> **WRITTEN PROBLEM**:
Start at the line containing "tag the soba noodle" and transcribe every line exactly through the end of the records below, and only those lines.
+++
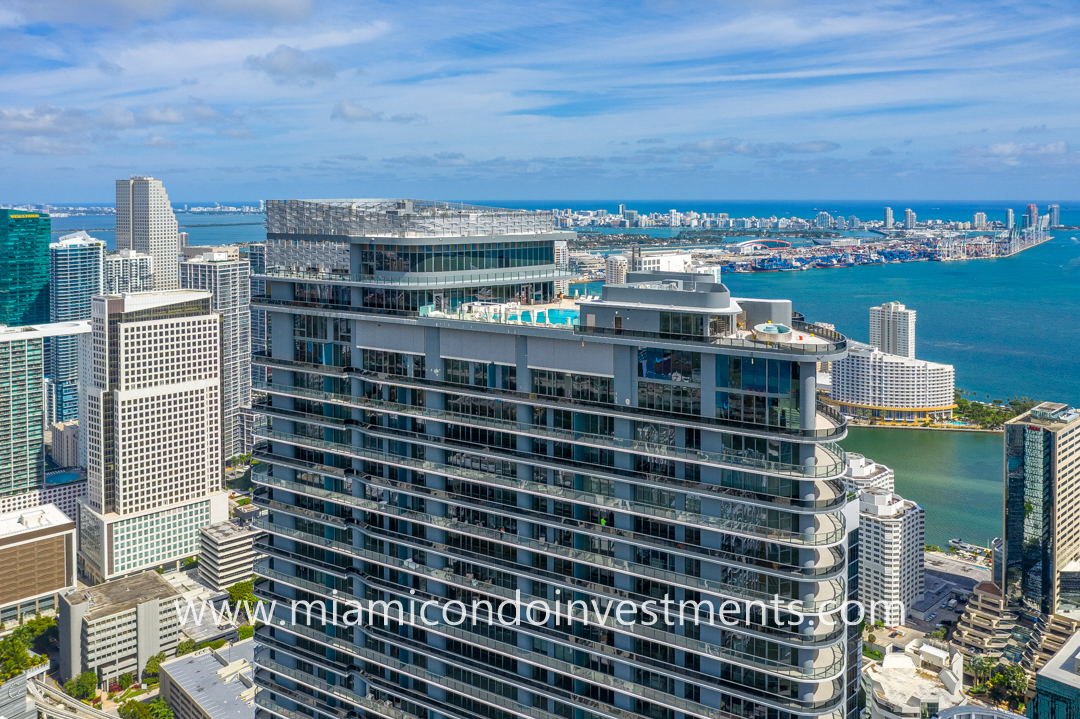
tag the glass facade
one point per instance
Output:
(433, 462)
(24, 268)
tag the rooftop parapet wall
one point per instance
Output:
(400, 218)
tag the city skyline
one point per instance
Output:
(835, 100)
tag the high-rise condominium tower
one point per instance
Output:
(146, 224)
(1031, 216)
(152, 425)
(76, 269)
(22, 404)
(24, 268)
(227, 280)
(1042, 517)
(892, 329)
(127, 271)
(426, 445)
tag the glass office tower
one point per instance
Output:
(441, 430)
(24, 268)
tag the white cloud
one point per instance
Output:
(349, 112)
(291, 66)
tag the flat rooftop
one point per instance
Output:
(21, 521)
(123, 594)
(908, 687)
(200, 675)
(225, 531)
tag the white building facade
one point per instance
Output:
(892, 329)
(228, 281)
(891, 542)
(146, 224)
(889, 389)
(152, 432)
(127, 271)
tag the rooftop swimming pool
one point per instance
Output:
(63, 477)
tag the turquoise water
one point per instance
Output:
(956, 476)
(62, 477)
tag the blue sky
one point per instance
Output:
(545, 99)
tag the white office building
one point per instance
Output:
(113, 628)
(616, 273)
(229, 283)
(876, 387)
(152, 432)
(146, 224)
(127, 271)
(891, 542)
(892, 329)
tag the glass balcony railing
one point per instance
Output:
(831, 532)
(829, 460)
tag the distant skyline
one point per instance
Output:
(604, 100)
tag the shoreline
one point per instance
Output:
(918, 426)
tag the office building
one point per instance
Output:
(113, 628)
(23, 404)
(127, 271)
(24, 268)
(1031, 216)
(892, 329)
(146, 224)
(61, 488)
(65, 443)
(211, 683)
(616, 272)
(37, 554)
(1054, 215)
(226, 554)
(917, 682)
(631, 456)
(228, 282)
(76, 272)
(864, 473)
(891, 542)
(1057, 684)
(563, 262)
(889, 389)
(256, 256)
(1041, 520)
(152, 431)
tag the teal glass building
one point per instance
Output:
(24, 268)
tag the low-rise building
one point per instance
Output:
(875, 387)
(211, 683)
(112, 628)
(37, 559)
(864, 473)
(891, 541)
(915, 683)
(66, 443)
(226, 554)
(62, 489)
(1057, 684)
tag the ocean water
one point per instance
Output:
(956, 476)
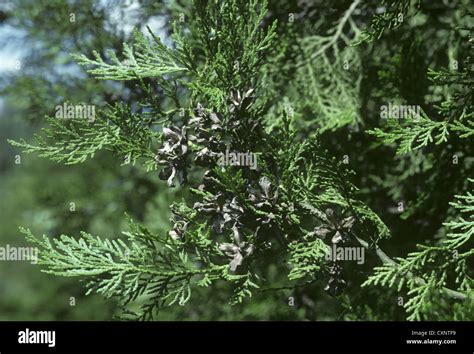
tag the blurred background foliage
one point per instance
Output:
(38, 194)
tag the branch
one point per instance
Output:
(387, 260)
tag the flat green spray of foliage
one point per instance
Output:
(238, 79)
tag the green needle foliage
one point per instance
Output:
(298, 96)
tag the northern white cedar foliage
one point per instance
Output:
(219, 79)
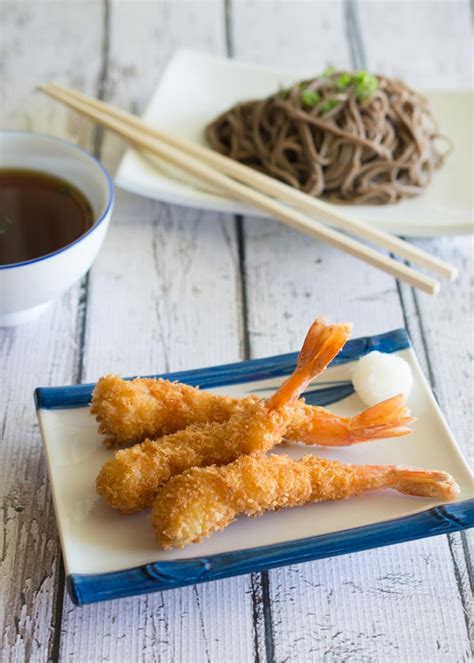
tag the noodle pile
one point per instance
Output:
(351, 137)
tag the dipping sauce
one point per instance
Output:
(39, 214)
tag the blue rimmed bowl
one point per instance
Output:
(28, 288)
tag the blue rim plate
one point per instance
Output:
(63, 417)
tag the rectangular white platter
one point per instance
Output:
(107, 555)
(195, 88)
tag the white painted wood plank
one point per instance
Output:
(428, 43)
(36, 46)
(374, 605)
(441, 328)
(292, 34)
(164, 295)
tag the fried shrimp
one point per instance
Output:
(129, 481)
(204, 500)
(129, 411)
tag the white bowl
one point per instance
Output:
(27, 288)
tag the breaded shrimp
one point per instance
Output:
(129, 411)
(193, 505)
(130, 480)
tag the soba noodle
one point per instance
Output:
(351, 137)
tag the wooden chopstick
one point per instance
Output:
(284, 192)
(135, 133)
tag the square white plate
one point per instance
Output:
(195, 88)
(108, 555)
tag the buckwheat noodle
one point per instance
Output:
(327, 138)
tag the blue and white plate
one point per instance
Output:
(107, 555)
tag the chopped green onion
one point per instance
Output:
(365, 84)
(344, 80)
(310, 97)
(329, 105)
(328, 72)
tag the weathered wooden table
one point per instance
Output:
(175, 288)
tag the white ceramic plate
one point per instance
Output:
(108, 555)
(195, 88)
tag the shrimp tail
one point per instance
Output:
(390, 418)
(321, 345)
(422, 483)
(314, 425)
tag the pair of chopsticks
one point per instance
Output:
(279, 200)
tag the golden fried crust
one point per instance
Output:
(130, 411)
(130, 480)
(201, 501)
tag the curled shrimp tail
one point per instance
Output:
(415, 481)
(321, 345)
(390, 418)
(315, 425)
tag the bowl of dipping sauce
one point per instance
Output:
(56, 200)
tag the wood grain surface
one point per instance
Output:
(176, 288)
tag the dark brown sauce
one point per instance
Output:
(39, 214)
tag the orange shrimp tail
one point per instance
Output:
(390, 418)
(321, 345)
(314, 425)
(425, 483)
+++
> **RESULT OF THE EXERCISE**:
tag the soba noodle
one point per instance
Output:
(351, 137)
tag the wooden chopstick
one point per instance
Output:
(284, 192)
(135, 133)
tag the square white plate
one point per instance
Output:
(195, 88)
(108, 555)
tag the buckwheat noodle
one point per instance
Output:
(327, 138)
tag the blue and white plate
one point per instance
Output:
(107, 555)
tag the chopped green onion
one point per instance
Output:
(365, 84)
(344, 80)
(310, 97)
(329, 105)
(328, 72)
tag the weathered wooden table
one point per instance
Output:
(175, 288)
tag the white ceramic plate
one point per instance
Output:
(108, 555)
(195, 88)
tag the shrimp tail
one point per instance
Output:
(390, 418)
(321, 345)
(422, 483)
(314, 425)
tag the pair of chopsticks
one point per instance
Output:
(279, 200)
tag the golden fried crust
one point per instance
Output:
(130, 411)
(130, 480)
(201, 501)
tag the curled shrimp tail
one point per instance
Output:
(415, 481)
(321, 345)
(390, 418)
(315, 425)
tag the bowl of dipping sauce
one point per instance
Output:
(56, 200)
tag the wood grain surface
one point per instance
Output:
(176, 288)
tag the dark brown sauce
one point per instance
Output:
(39, 214)
tag the orange shrimp tail
one point per instance
Output:
(390, 418)
(321, 345)
(314, 425)
(425, 483)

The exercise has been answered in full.